▶ _Exercise instructions_:
Return each line below that contains the string "shin", copying every such line in full. Matching is case-sensitive.

▶ _Data supplied_:
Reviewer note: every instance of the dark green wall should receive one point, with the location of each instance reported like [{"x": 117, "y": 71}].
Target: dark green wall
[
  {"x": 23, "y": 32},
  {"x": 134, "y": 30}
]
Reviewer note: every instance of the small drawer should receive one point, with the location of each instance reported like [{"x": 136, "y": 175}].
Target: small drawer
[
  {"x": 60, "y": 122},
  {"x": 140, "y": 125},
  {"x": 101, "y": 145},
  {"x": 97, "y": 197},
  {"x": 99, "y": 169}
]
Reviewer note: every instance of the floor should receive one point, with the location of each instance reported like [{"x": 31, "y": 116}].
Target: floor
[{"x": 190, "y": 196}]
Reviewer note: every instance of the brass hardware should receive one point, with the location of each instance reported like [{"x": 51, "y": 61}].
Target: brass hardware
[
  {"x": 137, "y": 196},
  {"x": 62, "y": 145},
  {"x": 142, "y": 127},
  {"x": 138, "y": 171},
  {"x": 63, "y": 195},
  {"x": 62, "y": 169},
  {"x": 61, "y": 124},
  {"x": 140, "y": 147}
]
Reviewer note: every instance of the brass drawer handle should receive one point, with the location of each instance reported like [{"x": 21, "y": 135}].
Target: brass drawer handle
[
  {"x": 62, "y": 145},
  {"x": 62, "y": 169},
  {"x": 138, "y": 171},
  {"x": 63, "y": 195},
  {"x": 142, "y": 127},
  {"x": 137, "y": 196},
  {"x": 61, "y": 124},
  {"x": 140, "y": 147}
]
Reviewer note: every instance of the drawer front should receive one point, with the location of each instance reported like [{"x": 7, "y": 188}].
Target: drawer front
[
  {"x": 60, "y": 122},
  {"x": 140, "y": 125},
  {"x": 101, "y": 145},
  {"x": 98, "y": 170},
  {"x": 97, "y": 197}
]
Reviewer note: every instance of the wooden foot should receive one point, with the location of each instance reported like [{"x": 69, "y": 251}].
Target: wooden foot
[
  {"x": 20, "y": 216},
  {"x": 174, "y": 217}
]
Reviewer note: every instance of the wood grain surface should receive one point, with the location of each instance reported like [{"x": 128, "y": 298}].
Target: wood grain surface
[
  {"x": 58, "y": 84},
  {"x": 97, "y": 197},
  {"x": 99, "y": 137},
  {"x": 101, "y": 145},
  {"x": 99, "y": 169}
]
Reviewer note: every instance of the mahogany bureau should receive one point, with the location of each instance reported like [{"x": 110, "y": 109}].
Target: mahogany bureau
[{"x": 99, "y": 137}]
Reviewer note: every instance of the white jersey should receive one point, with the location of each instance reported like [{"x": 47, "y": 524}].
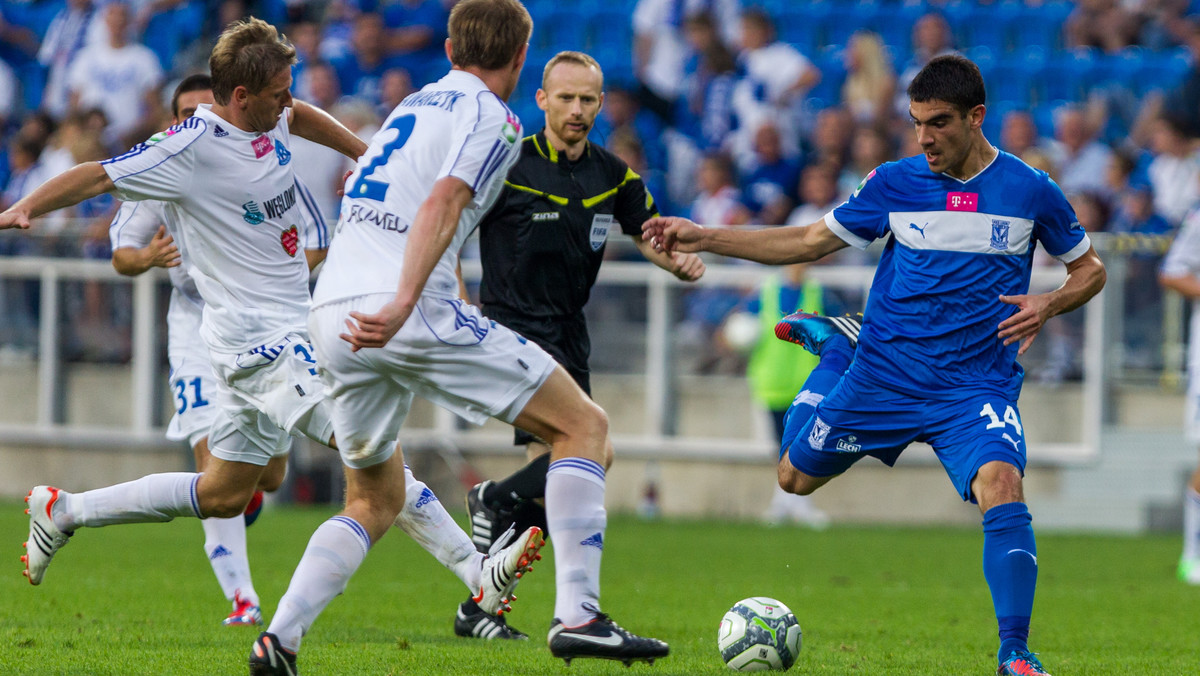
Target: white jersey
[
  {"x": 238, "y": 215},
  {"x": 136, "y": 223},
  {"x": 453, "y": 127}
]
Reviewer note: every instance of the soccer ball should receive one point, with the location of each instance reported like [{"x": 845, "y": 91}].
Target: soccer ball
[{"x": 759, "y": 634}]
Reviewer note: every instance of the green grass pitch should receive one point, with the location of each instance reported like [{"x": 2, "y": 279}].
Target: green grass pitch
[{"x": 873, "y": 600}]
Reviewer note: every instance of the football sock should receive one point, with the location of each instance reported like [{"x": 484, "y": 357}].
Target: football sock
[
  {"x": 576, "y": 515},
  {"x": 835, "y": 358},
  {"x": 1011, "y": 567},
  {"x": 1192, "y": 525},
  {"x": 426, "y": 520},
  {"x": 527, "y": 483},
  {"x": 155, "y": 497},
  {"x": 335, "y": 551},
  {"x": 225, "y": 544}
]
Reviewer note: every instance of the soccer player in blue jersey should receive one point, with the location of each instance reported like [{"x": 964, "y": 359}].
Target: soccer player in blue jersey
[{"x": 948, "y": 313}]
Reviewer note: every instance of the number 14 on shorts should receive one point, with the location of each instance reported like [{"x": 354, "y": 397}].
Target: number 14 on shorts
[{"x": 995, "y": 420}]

---

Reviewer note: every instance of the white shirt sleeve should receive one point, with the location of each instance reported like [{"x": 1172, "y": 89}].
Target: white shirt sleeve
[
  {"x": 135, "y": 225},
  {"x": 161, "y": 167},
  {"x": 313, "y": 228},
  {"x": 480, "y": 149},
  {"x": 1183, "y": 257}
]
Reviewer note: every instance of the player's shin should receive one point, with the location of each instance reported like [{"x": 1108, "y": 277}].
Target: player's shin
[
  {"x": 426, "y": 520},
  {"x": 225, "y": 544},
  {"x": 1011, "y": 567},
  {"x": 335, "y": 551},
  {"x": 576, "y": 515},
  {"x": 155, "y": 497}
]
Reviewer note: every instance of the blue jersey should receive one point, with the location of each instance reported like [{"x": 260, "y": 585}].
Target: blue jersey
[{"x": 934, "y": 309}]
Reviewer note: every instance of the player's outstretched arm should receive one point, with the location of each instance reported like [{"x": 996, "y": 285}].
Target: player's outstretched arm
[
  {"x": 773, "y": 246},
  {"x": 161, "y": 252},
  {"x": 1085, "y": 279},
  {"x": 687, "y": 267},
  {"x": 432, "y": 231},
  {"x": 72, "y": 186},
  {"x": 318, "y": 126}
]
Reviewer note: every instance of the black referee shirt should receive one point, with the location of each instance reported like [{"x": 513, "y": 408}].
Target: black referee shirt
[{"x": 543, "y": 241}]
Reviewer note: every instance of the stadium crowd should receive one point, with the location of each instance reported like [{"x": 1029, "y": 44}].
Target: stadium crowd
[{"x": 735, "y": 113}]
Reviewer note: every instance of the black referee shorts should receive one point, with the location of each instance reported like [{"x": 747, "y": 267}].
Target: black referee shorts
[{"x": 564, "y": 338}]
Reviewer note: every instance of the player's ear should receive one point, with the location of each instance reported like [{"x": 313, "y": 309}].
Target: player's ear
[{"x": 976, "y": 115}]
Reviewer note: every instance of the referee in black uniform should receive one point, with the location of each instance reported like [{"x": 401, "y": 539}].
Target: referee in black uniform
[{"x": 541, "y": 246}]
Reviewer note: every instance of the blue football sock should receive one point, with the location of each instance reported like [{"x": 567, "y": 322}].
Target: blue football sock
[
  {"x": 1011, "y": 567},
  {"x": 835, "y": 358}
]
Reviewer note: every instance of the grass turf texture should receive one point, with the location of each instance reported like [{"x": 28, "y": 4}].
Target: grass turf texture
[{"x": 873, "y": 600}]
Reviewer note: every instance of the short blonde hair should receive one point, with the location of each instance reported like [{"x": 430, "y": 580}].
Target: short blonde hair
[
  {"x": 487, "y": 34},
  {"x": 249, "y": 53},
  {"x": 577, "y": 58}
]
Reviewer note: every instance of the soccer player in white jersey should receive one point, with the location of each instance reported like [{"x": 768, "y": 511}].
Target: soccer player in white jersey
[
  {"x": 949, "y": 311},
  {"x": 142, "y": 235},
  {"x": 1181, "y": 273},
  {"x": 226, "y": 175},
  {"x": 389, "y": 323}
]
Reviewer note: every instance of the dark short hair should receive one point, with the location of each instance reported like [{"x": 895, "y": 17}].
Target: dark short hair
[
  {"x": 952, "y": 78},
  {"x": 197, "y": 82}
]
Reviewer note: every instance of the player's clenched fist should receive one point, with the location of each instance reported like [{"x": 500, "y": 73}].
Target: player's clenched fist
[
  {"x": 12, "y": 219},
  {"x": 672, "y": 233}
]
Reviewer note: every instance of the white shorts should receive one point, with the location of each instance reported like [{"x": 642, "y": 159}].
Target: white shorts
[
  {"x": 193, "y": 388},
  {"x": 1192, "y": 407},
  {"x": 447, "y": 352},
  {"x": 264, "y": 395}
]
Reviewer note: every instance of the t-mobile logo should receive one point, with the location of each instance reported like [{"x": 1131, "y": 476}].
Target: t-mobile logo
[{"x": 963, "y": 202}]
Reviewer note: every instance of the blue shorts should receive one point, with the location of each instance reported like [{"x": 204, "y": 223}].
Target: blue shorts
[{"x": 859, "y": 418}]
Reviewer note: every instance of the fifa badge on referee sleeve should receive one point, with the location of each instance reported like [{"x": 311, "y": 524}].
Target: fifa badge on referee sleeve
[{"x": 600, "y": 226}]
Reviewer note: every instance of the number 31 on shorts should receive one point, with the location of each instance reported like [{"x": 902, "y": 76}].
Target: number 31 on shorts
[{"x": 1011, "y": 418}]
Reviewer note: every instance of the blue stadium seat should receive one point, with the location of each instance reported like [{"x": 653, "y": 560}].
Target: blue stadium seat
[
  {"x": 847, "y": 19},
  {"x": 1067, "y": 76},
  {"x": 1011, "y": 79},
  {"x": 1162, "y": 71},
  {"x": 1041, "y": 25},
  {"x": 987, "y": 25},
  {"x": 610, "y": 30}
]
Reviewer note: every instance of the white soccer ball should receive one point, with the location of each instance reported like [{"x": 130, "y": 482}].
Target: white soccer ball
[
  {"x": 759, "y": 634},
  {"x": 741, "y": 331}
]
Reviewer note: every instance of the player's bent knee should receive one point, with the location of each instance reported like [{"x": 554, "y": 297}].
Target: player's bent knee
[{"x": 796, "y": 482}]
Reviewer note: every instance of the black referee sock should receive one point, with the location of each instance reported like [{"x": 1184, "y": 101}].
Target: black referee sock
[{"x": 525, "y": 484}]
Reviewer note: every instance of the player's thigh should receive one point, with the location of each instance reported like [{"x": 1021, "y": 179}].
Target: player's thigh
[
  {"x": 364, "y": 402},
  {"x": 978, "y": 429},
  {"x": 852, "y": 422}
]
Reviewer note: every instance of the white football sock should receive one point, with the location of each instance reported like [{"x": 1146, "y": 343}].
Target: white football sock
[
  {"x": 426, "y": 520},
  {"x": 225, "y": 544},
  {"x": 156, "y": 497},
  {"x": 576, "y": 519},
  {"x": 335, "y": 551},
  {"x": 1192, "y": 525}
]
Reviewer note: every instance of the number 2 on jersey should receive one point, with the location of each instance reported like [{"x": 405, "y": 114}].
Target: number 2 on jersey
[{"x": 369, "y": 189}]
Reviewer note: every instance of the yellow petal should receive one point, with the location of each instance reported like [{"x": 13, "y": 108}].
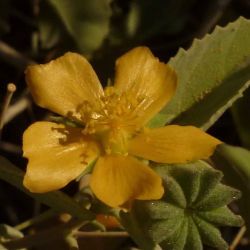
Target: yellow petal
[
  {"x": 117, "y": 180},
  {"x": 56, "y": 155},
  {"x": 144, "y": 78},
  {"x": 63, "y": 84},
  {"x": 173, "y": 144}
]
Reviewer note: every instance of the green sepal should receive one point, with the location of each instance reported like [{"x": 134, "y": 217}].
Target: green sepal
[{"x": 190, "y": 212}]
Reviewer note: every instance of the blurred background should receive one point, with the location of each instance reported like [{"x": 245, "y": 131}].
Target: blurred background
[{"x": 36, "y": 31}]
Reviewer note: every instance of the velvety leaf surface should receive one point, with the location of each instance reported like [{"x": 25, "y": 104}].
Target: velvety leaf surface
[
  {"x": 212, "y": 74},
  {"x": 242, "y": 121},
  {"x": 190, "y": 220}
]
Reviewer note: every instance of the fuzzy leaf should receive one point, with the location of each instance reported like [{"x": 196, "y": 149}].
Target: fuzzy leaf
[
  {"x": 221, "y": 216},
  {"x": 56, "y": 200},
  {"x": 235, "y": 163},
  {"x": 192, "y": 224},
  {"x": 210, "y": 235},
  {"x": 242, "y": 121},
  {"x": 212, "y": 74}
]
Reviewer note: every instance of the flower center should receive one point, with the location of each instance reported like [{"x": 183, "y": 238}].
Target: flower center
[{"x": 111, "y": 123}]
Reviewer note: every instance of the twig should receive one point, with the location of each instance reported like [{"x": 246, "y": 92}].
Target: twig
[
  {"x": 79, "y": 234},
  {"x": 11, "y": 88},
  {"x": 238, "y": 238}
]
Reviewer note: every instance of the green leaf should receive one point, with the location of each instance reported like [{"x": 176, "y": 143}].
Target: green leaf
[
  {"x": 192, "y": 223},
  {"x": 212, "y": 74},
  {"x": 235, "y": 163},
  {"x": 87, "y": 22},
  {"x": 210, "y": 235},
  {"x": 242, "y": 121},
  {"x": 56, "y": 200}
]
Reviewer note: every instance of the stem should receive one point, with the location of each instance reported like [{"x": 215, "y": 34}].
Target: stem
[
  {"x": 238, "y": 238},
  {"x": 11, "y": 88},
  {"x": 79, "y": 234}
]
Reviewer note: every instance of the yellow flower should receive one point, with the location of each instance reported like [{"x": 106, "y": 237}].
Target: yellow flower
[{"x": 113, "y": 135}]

▶ _Exercise output_:
Reviewer note: every instance of the player's shin should receive one point, with the location of each instance reported like [{"x": 1108, "y": 277}].
Target: player's shin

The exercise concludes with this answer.